Task inputs:
- - -

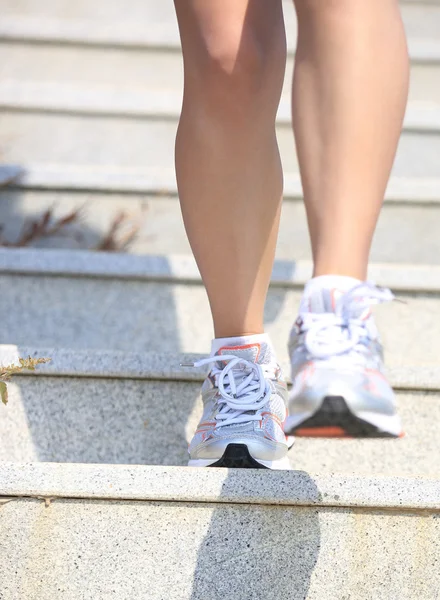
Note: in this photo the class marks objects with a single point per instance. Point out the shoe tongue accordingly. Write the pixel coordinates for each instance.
(324, 301)
(251, 352)
(327, 301)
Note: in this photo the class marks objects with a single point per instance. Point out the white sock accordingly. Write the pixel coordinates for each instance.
(326, 282)
(242, 340)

- - -

Substitute "item" for every occurrence of "instance" in the rows above and reproduce them with nothing else changed. Omit the pictures from your output.

Note: in this photo the class marks objects with a single point per item. Point out the shoe tongue accordingly. Write the pixel coordinates for each item.
(324, 301)
(251, 352)
(327, 301)
Note: in this photo the class marks objects with a single point per item. Point out the white sock accordingly. Write the pixel coordinates for each item.
(326, 282)
(242, 340)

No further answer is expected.